DATASET below:
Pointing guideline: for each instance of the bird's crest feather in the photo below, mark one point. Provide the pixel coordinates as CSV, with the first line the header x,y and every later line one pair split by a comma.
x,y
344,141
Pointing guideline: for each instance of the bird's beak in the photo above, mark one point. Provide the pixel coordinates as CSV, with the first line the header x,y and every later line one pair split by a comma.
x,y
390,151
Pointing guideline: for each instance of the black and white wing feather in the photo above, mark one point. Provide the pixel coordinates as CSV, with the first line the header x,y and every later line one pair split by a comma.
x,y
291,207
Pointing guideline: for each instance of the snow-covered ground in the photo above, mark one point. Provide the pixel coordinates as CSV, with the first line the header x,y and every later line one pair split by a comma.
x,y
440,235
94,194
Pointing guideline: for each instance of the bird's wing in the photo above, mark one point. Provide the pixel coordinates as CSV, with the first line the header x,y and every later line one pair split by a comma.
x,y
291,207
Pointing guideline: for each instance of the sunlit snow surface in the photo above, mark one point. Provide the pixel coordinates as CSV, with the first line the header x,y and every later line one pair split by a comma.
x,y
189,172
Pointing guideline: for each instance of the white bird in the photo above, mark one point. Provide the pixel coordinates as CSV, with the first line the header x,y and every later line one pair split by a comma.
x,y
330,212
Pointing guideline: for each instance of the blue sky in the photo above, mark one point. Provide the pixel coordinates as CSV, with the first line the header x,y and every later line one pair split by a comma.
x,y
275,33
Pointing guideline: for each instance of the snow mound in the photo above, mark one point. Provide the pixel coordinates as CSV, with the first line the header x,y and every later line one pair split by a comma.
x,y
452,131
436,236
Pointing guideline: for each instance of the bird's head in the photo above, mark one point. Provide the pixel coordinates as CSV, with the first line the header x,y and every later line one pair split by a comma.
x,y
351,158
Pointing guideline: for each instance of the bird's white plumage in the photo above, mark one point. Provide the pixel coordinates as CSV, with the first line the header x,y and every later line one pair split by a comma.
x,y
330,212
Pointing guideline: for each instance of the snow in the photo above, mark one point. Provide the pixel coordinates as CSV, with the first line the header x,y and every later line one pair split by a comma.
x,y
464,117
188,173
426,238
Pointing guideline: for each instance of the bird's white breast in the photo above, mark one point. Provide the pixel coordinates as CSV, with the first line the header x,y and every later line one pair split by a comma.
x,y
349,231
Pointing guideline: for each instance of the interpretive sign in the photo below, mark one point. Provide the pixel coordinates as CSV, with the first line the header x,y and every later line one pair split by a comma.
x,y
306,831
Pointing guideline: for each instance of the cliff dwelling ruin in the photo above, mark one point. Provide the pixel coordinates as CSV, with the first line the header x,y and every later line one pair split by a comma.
End of DATASET.
**WHAT TO PRODUCE:** Transcribe the entries exactly.

**WRITTEN SOLUTION:**
Pointing guideline: for each instance of the bird's crest feather in the photo below, mark one point. Provide the pixel coordinates as CSV, with the first line the header x,y and every later line one pair split by a comma.
x,y
344,141
Pointing guideline: for each instance of the bird's beak in the photo above, mark one point. Provide the pixel coordinates as CSV, with the first line the header x,y and every later line one pair split by a comma.
x,y
390,151
Pointing guideline: for each instance of the black and white wing feather in the photo above, mark one point. Provide the pixel coordinates as CSV, with the first line the header x,y and every later line one pair split by a comma.
x,y
291,207
Pointing guideline: for each instance of the snow-covered ground in the photo above, mark one point. Provide the pixel coordinates as CSV, with the first line the header x,y and every later line one pair split by a comma.
x,y
440,235
94,194
Pointing guideline: for each instance of the bird's wing in the photo above, mark one point. Provide the pixel coordinates as CSV, with the first line the header x,y and every later line one pair split by a comma.
x,y
291,207
Pointing guideline: for each instance of the sunlit snow surface in the photo above, mark one point. Provide the pixel coordinates as CSV, with the first line the header x,y and every later line one pair split by a comma.
x,y
189,172
Pointing guideline: for each instance of the white bird in the photo above, mark one point. Provide the pixel coordinates as CSV, with the first line the header x,y and every later line one pair split by a comma.
x,y
330,212
Pointing guideline: for each instance of the blue sky in the photo above, mark one point. Provide the pixel coordinates as CSV, with the first line the header x,y and every later line one pair split by a comma.
x,y
275,33
Pointing guideline: for each instance of the snow mound in the photo above, mark one point. Provide the pixel coordinates as CSV, with the first line the header x,y and every later line one pair split by a comma.
x,y
452,131
436,236
Pointing guideline: for each instance of the bird's head in the photo above, mark one point. Provide the pixel coordinates as CSV, with the first line the header x,y and every later line one pair split by a comma.
x,y
351,158
Pointing guideline: for each instance of the bird's white plumage in the photo above, mark one point. Provide the pixel coordinates as CSV, with the first line the header x,y and every later line one pair split by a comma.
x,y
330,212
Pointing guideline: for each instance of the snow in the photo above, mark one point. Provide the pixel coordinates as CSV, with the first line the header x,y and every later line one pair split by a comma.
x,y
464,117
188,173
426,238
Pointing guideline: for each instance of the bird's white breast in the photo above, mark one point. Provide the pixel coordinates as CSV, with the first line the header x,y and every later line one pair split by a comma.
x,y
349,231
Pointing guideline: for each instance of the interpretive sign in the photo below, mark one point. Provide the pixel coordinates as CSV, with the first line the header x,y and every later line one pair split by a comma.
x,y
306,831
Pointing guideline: for each instance of the cliff dwelling ruin in the photo above, mark one point. Provide the pixel coordinates as CSV, with the first line the header x,y and every later line one pair split by a comma.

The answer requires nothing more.